* **Description of the task**
Reproduce the listing below word for word.

* **Entries shown**
════
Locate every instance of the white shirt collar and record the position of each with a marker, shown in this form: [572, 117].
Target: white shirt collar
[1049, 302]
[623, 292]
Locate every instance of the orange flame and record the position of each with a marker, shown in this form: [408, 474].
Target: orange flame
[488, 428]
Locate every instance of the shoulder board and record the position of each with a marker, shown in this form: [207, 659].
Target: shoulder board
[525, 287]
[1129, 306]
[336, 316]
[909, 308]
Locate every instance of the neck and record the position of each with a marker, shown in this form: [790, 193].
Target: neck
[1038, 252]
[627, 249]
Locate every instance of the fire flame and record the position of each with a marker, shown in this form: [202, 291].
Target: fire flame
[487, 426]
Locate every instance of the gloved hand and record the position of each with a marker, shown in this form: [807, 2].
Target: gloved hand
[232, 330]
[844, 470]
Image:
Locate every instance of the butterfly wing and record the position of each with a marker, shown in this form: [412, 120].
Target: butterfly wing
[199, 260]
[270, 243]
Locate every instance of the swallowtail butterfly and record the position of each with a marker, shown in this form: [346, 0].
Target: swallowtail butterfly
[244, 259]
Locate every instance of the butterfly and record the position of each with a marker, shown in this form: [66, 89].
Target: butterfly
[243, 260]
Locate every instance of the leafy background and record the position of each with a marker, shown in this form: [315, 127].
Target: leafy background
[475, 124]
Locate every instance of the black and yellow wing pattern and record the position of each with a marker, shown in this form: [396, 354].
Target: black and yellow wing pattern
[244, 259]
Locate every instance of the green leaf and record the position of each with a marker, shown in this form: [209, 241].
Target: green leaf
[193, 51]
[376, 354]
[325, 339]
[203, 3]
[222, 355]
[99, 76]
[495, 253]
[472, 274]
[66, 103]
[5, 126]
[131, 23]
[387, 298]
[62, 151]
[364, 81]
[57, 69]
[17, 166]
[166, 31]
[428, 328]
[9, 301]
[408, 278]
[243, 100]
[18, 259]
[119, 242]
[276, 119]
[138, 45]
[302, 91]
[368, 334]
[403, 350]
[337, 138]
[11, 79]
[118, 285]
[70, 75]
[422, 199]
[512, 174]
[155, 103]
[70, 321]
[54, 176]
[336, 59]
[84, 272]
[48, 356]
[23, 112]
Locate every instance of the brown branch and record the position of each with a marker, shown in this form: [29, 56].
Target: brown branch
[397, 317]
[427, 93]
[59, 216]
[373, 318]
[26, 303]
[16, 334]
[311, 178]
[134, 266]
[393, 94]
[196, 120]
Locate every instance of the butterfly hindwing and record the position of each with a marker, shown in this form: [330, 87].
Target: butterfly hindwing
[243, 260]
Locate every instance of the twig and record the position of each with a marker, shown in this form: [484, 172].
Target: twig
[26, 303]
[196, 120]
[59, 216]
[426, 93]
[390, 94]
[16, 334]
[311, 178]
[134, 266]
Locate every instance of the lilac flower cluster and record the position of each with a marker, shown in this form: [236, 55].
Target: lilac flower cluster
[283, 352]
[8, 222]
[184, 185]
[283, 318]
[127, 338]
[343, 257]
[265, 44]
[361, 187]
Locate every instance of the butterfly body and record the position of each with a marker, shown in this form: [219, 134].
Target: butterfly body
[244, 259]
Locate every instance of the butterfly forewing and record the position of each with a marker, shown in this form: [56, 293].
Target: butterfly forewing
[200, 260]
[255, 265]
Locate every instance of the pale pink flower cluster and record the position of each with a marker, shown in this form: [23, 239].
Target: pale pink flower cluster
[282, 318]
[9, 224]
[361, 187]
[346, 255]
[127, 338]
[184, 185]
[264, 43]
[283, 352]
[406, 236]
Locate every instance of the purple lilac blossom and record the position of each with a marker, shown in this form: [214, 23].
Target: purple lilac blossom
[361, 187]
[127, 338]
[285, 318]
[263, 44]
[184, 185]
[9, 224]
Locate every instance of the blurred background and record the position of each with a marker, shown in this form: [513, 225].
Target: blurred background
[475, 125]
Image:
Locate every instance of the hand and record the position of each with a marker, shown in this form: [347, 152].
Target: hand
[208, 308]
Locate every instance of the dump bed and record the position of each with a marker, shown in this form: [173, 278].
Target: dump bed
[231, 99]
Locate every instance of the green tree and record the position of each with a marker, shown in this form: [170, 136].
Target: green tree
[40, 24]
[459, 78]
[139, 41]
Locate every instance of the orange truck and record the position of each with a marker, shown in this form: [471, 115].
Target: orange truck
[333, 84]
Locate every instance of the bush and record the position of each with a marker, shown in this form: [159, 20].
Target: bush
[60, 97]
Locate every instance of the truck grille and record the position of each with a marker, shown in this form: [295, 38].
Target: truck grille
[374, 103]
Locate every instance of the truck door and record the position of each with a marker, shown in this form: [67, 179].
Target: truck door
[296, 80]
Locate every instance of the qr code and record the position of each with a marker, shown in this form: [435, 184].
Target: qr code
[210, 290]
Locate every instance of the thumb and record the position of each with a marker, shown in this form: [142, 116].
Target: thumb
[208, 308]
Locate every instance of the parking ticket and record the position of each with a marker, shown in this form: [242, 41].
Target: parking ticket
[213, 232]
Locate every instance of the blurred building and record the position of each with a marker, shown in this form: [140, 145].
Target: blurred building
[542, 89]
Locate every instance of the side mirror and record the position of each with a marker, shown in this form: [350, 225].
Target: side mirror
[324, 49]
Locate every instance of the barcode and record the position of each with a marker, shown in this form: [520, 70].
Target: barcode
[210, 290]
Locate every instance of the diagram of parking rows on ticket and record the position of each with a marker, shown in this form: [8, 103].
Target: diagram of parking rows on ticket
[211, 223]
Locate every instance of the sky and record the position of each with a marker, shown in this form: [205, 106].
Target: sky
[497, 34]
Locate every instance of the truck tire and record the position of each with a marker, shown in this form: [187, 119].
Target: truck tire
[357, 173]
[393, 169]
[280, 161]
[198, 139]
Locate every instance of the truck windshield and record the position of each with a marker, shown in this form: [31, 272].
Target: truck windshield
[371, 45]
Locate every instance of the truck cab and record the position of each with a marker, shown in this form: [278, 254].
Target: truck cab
════
* **Exercise result**
Locate every instance of the white shirt collar and record the position of each with a marker, shown in this form: [572, 117].
Target: white shirt collar
[1049, 302]
[623, 292]
Locate every instance of the orange flame and record the position of each with a marker, shown in this form: [408, 474].
Target: orange flame
[488, 428]
Locate every instance of the shoulder board and record the position of each with a marker, shown in this form: [207, 659].
Target: shoulder board
[525, 287]
[1129, 306]
[336, 316]
[909, 308]
Locate every instance of the neck and record the position of each with a marker, shown in this form: [790, 193].
Target: neck
[1038, 252]
[627, 249]
Locate every instance of the fire flame and record the position of each with a marker, shown in this form: [202, 291].
Target: fire flame
[487, 426]
Locate every instance of the gloved hand and record the position of each with a marker, shown in this form: [807, 2].
Target: gloved hand
[232, 330]
[844, 470]
Image:
Locate every instance of the butterfly wing and record the position of each with a marker, shown in this form: [412, 120].
Target: butterfly wing
[199, 260]
[270, 243]
Locate every instance of the swallowtail butterfly and record the position of each with a marker, shown in this form: [346, 0].
Target: swallowtail butterfly
[244, 259]
Locate every instance of the butterfly and record the position of each with a marker, shown in this form: [66, 89].
Target: butterfly
[243, 260]
Locate every instance of the leafy background and record the position of each with a marker, shown in this form: [315, 127].
Target: leafy background
[475, 124]
Locate every instance of the black and yellow wing pattern and record the position of each with a marker, shown in this form: [396, 354].
Target: black and yellow wing pattern
[244, 259]
Locate every instance of the green leaf and record the position of each with a marker, shown in this form: [209, 241].
Target: green leaf
[193, 51]
[376, 354]
[325, 339]
[203, 3]
[222, 355]
[99, 76]
[495, 253]
[472, 274]
[66, 103]
[5, 126]
[131, 23]
[387, 298]
[62, 151]
[364, 81]
[57, 69]
[17, 166]
[166, 31]
[428, 328]
[9, 301]
[408, 278]
[243, 100]
[18, 259]
[119, 242]
[276, 119]
[138, 45]
[302, 91]
[368, 334]
[403, 350]
[337, 138]
[11, 79]
[118, 285]
[70, 75]
[422, 199]
[512, 174]
[155, 103]
[70, 321]
[54, 176]
[336, 59]
[84, 272]
[48, 356]
[23, 112]
Locate every instance of the brown branch and record the position of each with a marker, shown in this form: [29, 56].
Target: brown branch
[397, 317]
[427, 93]
[59, 216]
[373, 318]
[26, 303]
[16, 334]
[311, 178]
[134, 266]
[393, 94]
[196, 120]
Locate every instance of the butterfly hindwing and record the position of each with a marker, shown in this form: [330, 87].
Target: butterfly hindwing
[243, 260]
Locate every instance of the twig and record the position of each with a marker, shown in this form: [484, 172].
Target: twig
[26, 303]
[196, 120]
[59, 216]
[426, 93]
[390, 94]
[16, 334]
[311, 178]
[134, 266]
Locate every instance of the lilac flower cluster and record the position of each with a marker, shown in this form: [236, 55].
Target: lilac flower cluster
[283, 352]
[8, 222]
[184, 185]
[283, 318]
[127, 338]
[343, 257]
[265, 44]
[361, 187]
Locate every instance of the butterfly body and record the position of each with a marker, shown in this form: [219, 134].
Target: butterfly body
[244, 259]
Locate every instance of the butterfly forewing and record the position of each with a marker, shown in this form: [56, 293].
Target: butterfly forewing
[200, 260]
[255, 265]
Locate every instance of the pale pink flower cluster and record the position of each with a marker, shown in this form: [23, 239].
Target: pale pink flower cluster
[282, 318]
[9, 224]
[361, 187]
[346, 255]
[127, 338]
[184, 185]
[264, 43]
[283, 352]
[406, 236]
Locate every instance of the purple lilac blossom and record the position of each with a marker, shown in this form: [214, 23].
Target: purple lilac blossom
[361, 187]
[127, 338]
[285, 318]
[263, 44]
[184, 185]
[9, 224]
Locate every instance of the blurred background and record the position of each with a marker, shown in this form: [513, 225].
Target: blurred background
[475, 125]
Image:
Locate every instance of the hand and record the position of each with a marker, shown in this form: [347, 152].
Target: hand
[208, 308]
Locate every instance of the dump bed and record the position of each with a marker, shown in this form: [173, 278].
Target: dump bed
[231, 99]
Locate every instance of the green tree and record the position of each with a marker, shown in this form: [170, 136].
Target: green tree
[40, 24]
[459, 78]
[139, 41]
Locate every instance of the orange truck and record the position of each with a marker, shown in this form: [471, 115].
Target: orange truck
[333, 84]
Locate every instance of the bush and record the position of each with a marker, shown in this form: [159, 20].
Target: bush
[60, 97]
Locate every instance of the truck grille and record the position of each with a marker, shown in this form: [295, 38].
Target: truck grille
[374, 103]
Locate every instance of the truck door and record the position of each with a marker, shown in this form: [67, 179].
Target: truck door
[296, 80]
Locate every instance of the qr code and record the position of each with a marker, shown in this form: [435, 184].
Target: qr code
[210, 290]
Locate every instance of the thumb and record the position of each with a marker, shown in this form: [142, 116].
Target: thumb
[208, 308]
Locate every instance of the parking ticket and record the position of each with a marker, shown in this form: [242, 41].
Target: parking ticket
[213, 232]
Locate every instance of the blurred building and record the position of each with a marker, shown in this form: [140, 145].
Target: blurred building
[542, 89]
Locate every instance of the side mirror and record the position of each with a marker, shown in this form: [350, 225].
Target: side mirror
[324, 49]
Locate every instance of the barcode and record the position of each with a marker, shown in this form: [520, 70].
Target: barcode
[210, 290]
Locate every instance of the diagram of parking rows on ticket and record the position of each with a marker, shown in this form: [8, 103].
Target: diagram of parking rows on ticket
[211, 223]
Locate every instance of the sky and record the position of each with a marker, shown in this form: [205, 106].
Target: sky
[497, 34]
Locate every instance of the truck tire and record the position of each with a marker, shown in this form: [187, 119].
Target: truck tire
[357, 173]
[393, 169]
[280, 161]
[198, 139]
Locate every instance of the truck windshield and record the position of each with a marker, shown in this form: [31, 272].
Target: truck windshield
[371, 45]
Locate every instance of the truck cab and record the position of each with a marker, shown in this form: [278, 254].
Target: truck cab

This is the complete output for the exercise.